**Job A:** Copy out every line of the saved entries below word for word, without changing anything.

--- Start Extract provided ---

Whitey Bulger’s ex-pals line up to bury John Connolly

By Peter Gelzinis | Sunday, September 14, 2008 | bostonherald.com | Columnists

In a Miami courtroom tomorrow, the past will once again catch up to John Connolly. The former FBI agent who prosecutors say made it so much easier for friends like Whitey Bulger and Stevie Flemmi to kill people will stand trial for one of those murders.

It will mark the second time in six years the rogue G-Man, affectionately dubbed “Zip” by Whitey, faces a jury. The first time around he was sent off to prison for 11 years for his efforts to obstruct justice. But the hometown jury stopped just short of believing that this flamboyant fed, who liked to sport French cuffs and have his nails manicured, enabled Whitey to kill a couple of problematic hoods who seemed poised to roll over on him.

Tomorrow, Whitey Bulger’s devoted FBI manservant will be 1,500 miles away from home. This time, John will be led to the defense table in shackles, rather than allowed to sit with his wife and kids. And the murder of a Jai Alai executive named John Callahan will be haunting him.

The story of this trial might best be summed up in a punch line Bill Cosby made famous back when he was TV’s favorite doctor, Cliff Huxtable . . . and Whitey Bulger was still killing people.

--- End Extract provided ---
--- Start Listing ---

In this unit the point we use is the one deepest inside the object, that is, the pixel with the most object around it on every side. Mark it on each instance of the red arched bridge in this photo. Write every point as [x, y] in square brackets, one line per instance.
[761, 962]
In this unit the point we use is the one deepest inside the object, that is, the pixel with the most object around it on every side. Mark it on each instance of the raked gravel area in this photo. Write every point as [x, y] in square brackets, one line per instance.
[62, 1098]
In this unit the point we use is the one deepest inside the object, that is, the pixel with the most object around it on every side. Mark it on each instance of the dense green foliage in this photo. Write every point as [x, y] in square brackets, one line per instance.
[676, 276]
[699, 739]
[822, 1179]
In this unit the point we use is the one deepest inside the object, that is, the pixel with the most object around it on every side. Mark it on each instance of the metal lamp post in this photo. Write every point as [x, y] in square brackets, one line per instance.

--- End Listing ---

**Job B:** Pick up the column on John Connolly's Miami trial and continue writing it from the point where it stops.

**Exercise result A:**
In this unit the point we use is the one deepest inside the object, that is, the pixel with the most object around it on every side. Mark it on each instance of the red arched bridge in this photo. Write every point as [x, y] in square brackets, one line per instance.
[761, 962]
In this unit the point we use is the one deepest inside the object, that is, the pixel with the most object around it on every side. Mark it on each instance of the raked gravel area in this photo. Write every point as [x, y] in square brackets, one line per instance.
[62, 1098]
In this unit the point we use is the one deepest inside the object, that is, the pixel with the most object around it on every side. Mark it on each instance of the dense green foliage in this photo. Write every point as [x, y] in square brackets, one line per instance.
[676, 276]
[699, 739]
[822, 1179]
In this unit the point we use is the one deepest inside the object, that is, the pixel with the most object around it on every side. Mark it on each instance of the metal lamp post in this photo. Write every point as [x, y] in square brackets, one line per instance.

**Exercise result B:**
“Remember, I brought you into this world,” Cosby would say to one of his petulant children, “and I can take you out.”

Precisely the same could be said about the unholy trinity of star witnesses who are expected to tie John Callahan’s murder around Zip Connolly’s neck in the coming days. Between them, Stephen “The Rifleman” Flemmi and John Martorano have killed close to 50 people. Kevin Weeks became the son Whitey never had and functioned as his gangster protege. He was the loyal bouncer always ready to break kneecaps and bury Whitey’s bodies.

For John Connolly to avoid dying in a Florida prison, the jury will have to see Flemmi, Martorano and Weeks as monsters who all cut their various deals with the government. Zip’s last best hope is that those Florida strangers sitting in the box will be so appalled by how real gangsters look and sound, they will find the story of how this G-Man morphed into a gangster too incomprehensible to actually be true.

Will they believe Stevie Flemmi when he tells them how Connolly urgently warned both himself and Bulger that John Callahan was planning to tell the FBI all he knew about the murder of his partner, Tulsa businessman Roger Wheeler?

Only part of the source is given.